“Soft” was published originally in J.N. Williamson’s Masques anthology in 1984. You’ve stated before that the story was inspired by the AIDS epidemic. Can you tell us more about how it developed from there?
Well, the trigger for the story was this steroidal bodybuilder at a gym I frequented complaining about how the country was going soft. An image of boneless people flashed through my head and I went, “Hmmm . . .”
I needed a way to melt those bones and chose a virus. I modeled the soft virus on the early days of AIDS when the syndrome was called GRID (gay-related immune deficiency). The term AIDS came later. Back then, it was thought to be a result of the constellation of infections that were part and parcel of the urban male homosexual’s promiscuous lifestyle. There was talk also of a possible single etiologic agent, but that was only theory then.
The real-life confusion seen in AIDS’ early years is reflected in the confusion and vacillation displayed by the story’s authorities regarding the etiology of the softness.
It’s not a pleasant piece. Publishers Weekly called it “vivid and viscerally wrenching”—exactly what I was shooting for.
Reportedly, Williamson’s requirement for stories in Masques was “Scare me!” Your story has a horrific virus, rats, and of course the humans who deal with it all in violent, selfish ways. What scares you?
Depending on the day: being understood (I’m used to being misunderstood), writer’s block (hasn’t happened yet), being stuck in one genre.
You entered the horror genre with your novel The Keep in 1981, and “Soft” was one of your earliest short stories. What first drew you to the horror genre?
Always wanted to write horror. The first story I ever wrote at age 7 was about a haunted house. But the horror market didn’t exist in any meaningful way when I started writing, so I wrote my second love, SF. (My formative years were filled with monsters and rocketships.) When the K-Man blew open the horror door, I jumped through with The Keep.
“Soft” was reprinted in your first story collection, Soft and Others, in 1989. Nearly a decade later in your third collection, you joked, “Maybe I should have subtitled the collection ‘Watch Wilson Learn How to Write.’” What did you learn from “Soft”? Given the benefit of your experience now, is there anything you wish you had done differently in it?

• _Work instruction 1_
Condense the interview paragraph beginning "I needed a way to melt those bones" into a shorter version that keeps its main facts.
• _Work instruction 2_
According to the interview, how did Publishers Weekly describe "Soft"?
• _Work instruction 3_
Reproduce the passage of the interview starting with "Always wanted to" and going on through "with The Keep.".
The rows have no connection to the interview.

• _Dataset content_

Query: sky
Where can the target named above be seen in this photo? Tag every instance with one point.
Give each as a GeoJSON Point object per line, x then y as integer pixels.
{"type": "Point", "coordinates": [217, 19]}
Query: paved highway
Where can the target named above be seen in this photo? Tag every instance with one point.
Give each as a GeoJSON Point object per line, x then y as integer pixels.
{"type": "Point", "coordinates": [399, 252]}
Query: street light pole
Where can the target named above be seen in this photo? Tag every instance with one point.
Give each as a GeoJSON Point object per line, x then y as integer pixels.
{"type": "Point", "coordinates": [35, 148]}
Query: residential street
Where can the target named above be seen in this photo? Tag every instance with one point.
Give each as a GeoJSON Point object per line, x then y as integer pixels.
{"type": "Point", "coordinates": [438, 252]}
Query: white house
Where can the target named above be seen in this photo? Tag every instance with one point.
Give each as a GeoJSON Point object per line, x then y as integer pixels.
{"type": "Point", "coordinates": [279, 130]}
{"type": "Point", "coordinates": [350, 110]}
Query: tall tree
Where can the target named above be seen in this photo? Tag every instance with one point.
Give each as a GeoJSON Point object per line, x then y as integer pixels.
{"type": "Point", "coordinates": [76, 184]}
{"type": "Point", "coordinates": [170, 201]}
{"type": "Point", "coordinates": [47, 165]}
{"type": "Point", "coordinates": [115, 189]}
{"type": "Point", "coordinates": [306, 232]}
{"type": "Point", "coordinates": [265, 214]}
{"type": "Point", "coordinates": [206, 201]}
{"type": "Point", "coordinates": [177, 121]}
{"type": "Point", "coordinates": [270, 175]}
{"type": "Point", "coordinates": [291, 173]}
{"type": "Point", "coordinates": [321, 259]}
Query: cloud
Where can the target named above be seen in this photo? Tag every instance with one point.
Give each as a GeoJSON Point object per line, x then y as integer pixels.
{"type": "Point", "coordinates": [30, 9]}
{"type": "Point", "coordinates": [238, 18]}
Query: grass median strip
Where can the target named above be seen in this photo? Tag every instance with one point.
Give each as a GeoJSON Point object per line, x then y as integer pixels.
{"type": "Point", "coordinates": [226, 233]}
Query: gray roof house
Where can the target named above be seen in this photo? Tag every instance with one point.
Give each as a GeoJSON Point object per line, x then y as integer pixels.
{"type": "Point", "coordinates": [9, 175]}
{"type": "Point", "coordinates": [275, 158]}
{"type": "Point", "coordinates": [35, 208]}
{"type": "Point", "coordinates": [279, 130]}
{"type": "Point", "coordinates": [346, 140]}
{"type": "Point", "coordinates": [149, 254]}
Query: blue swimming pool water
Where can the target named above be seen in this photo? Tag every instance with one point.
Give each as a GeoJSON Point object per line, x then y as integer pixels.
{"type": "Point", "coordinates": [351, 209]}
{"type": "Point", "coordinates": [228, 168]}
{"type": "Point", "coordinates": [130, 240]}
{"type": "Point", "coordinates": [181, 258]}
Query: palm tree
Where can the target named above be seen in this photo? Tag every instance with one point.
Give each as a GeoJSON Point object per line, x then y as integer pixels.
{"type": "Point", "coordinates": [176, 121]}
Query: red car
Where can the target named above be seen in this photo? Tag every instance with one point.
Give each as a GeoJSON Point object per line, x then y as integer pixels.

• _Expected output 1_
To melt the bones, the author chose a virus modeled on early AIDS, then called GRID (gay-related immune deficiency); the name AIDS came later. At first the syndrome was thought to stem from the many infections tied to the promiscuous lifestyle of urban male homosexuals, and a single causative agent was only a theory.

• _Expected output 2_
It called the story "vivid and viscerally wrenching."

• _Expected output 3_
Always wanted to write horror. The first story I ever wrote at age 7 was about a haunted house. But the horror market didn’t exist in any meaningful way when I started writing, so I wrote my second love, SF. (My formative years were filled with monsters and rocketships.) When the K-Man blew open the horror door, I jumped through with The Keep.